Data extracted from a collection:
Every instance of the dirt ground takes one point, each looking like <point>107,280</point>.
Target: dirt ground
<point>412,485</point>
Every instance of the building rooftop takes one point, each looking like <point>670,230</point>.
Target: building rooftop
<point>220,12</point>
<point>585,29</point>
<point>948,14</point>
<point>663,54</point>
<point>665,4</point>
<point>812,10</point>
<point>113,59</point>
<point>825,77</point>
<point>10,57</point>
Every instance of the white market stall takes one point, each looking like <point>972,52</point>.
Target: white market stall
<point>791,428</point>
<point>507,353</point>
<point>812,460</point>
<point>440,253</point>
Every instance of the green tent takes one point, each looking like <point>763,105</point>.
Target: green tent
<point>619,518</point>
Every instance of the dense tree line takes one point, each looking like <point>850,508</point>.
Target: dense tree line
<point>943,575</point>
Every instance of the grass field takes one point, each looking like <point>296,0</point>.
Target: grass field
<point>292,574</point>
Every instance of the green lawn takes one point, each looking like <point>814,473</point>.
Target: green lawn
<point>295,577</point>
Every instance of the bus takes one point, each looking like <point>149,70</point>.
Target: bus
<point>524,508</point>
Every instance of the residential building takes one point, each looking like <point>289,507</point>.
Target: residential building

■ **Exercise goal**
In the data above, find the line that contains "Every instance of the building", then reproduce exactly every line from the first line through that line.

■ **Exercise result**
Every instance of the dirt ground takes one point, each looking like <point>107,280</point>.
Target: dirt ground
<point>412,485</point>
Every instance of the building rooftop takes one point, each looking like <point>670,230</point>.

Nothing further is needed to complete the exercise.